[[ Selected passage, beginning ]]
Family Therapy: Catch Me Being Good

Before joining a private practice I spent several years working with adolescents who had been admitted to inpatient care for severe behavior problems.  Most of the youths I worked with had been diagnosed with oppositional defiance disorder, conduct disorder, bipolar disorders, anxiety, or intermittent explosive disorder, among other conditions.  

I learned some important lessons that I continue to use in my practice.

One of the things that always surprised me was how much teenagers and young adults needed to hear they were doing something--anything--right.  One day I was walking with a 13 year old from his classroom to my office.  He spent most of the walk trying to disturb other classes and loudly shouting profanities.  I was a bit embarrassed by the behavior, but I tried to be patient and politely encouraged him to walk a bit faster.  In the middle of our journey he opened a door just as an adult was about to walk through the same door.  Perhaps in response to my request to go faster, my client decided to stop and hold the door for the adult.  Using an enthusiastic (but not overly so) voice I praised the child for holding the door so politely, "Thank you, Shaun, for holding the door for Mrs. Peabody.  That was very gentlemanly of you.  I'm very impressed."  

Shaun was a bit quieter on the next segment of our walk and when we got to my office he ran ahead of me to open the door for me.  I thanked him again and again made reference to his gentlemanly behavior.  For the rest of the semester Shaun would proudly hold the door open for adults headed his way and smiled broadly when praised for that one small, considerate act. 

This whole event was a complete accident.  I could not have planned for Mrs. Peabody to walk through the door at that moment, but I learned a very important lesson.  Teens with behavior issues are often on the receiving end of criticism for misbehaving, but one of the most important things an adult can do is be attentive to even the smallest incidents of good behavior.  Each good comment improves the child's mood, the adult's mood, and improves communications. 

Research overwhelmingly indicates that catching and praising good behavior is as important if not more important than punishing bad behavior.  Many behavior programs suggest a ratio of four or five praise statements for every one correction statement.

I've tried the trick with the door on a few other kids, surprising them with a compliment for their show of respect and I'm constantly surprised by how quickly the new behavior is learned.  I've seen it work with eight year olds and eighteen year olds.  They like to hear praise and it's a lot more fun for me to be able to smile and say, "Good Job, Helen," rather than keeping the focus on faults.
[[ Selected passage, end ]]
[[ The data, beginning ]]
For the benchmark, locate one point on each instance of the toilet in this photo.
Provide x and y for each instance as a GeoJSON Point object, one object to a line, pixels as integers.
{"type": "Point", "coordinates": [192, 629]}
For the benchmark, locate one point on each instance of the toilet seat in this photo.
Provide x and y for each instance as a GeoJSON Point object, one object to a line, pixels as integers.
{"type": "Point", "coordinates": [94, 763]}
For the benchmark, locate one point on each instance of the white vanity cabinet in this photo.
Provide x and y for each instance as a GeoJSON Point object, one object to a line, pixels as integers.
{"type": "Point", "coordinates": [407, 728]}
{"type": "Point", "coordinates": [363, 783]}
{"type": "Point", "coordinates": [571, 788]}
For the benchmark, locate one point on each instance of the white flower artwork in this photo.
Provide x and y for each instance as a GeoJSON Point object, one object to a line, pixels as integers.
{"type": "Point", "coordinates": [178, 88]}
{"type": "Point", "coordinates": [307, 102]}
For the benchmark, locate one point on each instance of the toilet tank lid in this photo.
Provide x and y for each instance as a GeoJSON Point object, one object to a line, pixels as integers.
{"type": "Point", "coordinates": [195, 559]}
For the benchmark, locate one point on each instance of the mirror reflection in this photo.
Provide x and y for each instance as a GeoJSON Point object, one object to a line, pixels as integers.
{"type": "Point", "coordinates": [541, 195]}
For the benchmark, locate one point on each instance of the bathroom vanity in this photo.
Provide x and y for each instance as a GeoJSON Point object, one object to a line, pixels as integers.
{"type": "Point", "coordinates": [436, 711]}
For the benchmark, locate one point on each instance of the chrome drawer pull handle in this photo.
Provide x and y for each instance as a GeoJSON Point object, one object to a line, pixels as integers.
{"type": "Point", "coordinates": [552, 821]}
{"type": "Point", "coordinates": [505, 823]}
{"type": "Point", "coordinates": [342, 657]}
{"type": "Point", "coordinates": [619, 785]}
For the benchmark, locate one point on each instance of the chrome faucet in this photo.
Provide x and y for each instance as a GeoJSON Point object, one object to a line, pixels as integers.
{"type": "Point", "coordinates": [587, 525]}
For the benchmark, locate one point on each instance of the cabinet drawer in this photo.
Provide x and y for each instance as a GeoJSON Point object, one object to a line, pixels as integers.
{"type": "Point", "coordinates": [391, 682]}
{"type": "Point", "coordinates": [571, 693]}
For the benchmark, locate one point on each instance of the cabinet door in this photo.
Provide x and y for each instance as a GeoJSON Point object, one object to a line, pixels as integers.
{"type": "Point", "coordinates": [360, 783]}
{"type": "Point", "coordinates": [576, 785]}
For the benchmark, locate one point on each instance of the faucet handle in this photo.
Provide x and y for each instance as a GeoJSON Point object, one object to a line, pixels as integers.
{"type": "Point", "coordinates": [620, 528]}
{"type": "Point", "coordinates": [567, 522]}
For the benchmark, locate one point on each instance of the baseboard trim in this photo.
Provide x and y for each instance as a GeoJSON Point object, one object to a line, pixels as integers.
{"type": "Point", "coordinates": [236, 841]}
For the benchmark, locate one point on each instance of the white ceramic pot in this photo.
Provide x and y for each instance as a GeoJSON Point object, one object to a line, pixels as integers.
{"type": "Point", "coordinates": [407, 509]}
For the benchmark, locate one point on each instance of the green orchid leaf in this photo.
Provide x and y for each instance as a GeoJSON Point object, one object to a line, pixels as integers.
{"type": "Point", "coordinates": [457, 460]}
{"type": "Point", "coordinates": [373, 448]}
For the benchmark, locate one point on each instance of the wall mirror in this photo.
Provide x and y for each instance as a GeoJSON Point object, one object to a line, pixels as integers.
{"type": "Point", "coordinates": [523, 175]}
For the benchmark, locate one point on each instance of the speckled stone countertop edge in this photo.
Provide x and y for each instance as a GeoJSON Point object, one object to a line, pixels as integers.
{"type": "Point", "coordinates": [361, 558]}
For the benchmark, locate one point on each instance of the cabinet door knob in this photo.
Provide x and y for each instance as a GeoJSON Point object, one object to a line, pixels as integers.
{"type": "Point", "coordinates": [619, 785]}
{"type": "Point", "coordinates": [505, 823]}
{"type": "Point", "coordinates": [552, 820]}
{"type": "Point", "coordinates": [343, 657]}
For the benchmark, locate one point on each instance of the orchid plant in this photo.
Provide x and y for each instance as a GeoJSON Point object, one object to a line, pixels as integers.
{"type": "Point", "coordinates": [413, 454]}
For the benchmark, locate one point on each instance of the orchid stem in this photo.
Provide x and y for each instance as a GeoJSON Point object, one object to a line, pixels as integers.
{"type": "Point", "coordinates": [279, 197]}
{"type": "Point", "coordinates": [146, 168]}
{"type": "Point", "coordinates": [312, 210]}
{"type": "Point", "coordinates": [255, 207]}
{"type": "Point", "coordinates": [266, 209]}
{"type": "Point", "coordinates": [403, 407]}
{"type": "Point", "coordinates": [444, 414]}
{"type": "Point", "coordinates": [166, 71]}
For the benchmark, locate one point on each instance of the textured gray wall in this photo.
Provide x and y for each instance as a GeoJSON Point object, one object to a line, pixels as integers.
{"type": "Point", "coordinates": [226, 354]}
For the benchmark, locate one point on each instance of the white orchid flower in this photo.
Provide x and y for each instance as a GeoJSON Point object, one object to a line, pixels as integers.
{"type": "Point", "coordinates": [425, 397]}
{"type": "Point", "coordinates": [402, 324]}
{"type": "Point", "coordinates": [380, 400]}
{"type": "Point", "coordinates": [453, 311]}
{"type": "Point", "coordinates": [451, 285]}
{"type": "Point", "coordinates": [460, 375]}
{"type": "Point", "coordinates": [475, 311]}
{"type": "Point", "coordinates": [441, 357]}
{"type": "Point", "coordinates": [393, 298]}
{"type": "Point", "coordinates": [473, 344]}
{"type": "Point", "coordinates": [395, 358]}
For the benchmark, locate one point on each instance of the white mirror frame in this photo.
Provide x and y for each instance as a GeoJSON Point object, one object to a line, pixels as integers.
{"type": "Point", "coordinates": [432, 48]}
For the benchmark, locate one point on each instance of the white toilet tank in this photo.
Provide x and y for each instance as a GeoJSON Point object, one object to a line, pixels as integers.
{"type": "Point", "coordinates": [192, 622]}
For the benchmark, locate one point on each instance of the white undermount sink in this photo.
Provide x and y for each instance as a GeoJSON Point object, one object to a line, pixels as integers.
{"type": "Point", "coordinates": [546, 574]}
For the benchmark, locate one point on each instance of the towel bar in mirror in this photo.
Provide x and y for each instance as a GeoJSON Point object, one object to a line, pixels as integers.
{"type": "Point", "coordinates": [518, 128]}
[[ The data, end ]]
--- Directions ---
- A) List the diagnoses that the "Catch Me Being Good" piece names for the youths the author worked with.
- B) Reproduce the "Catch Me Being Good" piece word for word, starting with "Family Therapy: Catch" and going on through "disorder, among other conditions.".
- C) Summarize the "Catch Me Being Good" piece in two sentences.

--- Solutions to the tasks ---
- A)
oppositional defiance disorder
conduct disorder
bipolar disorders
anxiety
intermittent explosive disorder

- B)
Family Therapy: Catch Me Being Good

Before joining a private practice I spent several years working with adolescents who had been admitted to inpatient care for severe behavior problems.  Most of the youths I worked with had been diagnosed with oppositional defiance disorder, conduct disorder, bipolar disorders, anxiety, or intermittent explosive disorder, among other conditions.

- C) The author, who once worked with adolescents in inpatient care for severe behavior problems, praised a 13-year-old for holding a door, and for the rest of the semester he proudly held doors open for adults. From this the author learned that adults should attend to even the smallest incidents of good behavior, and research indicates that praising good behavior is as important as, if not more important than, punishing bad behavior.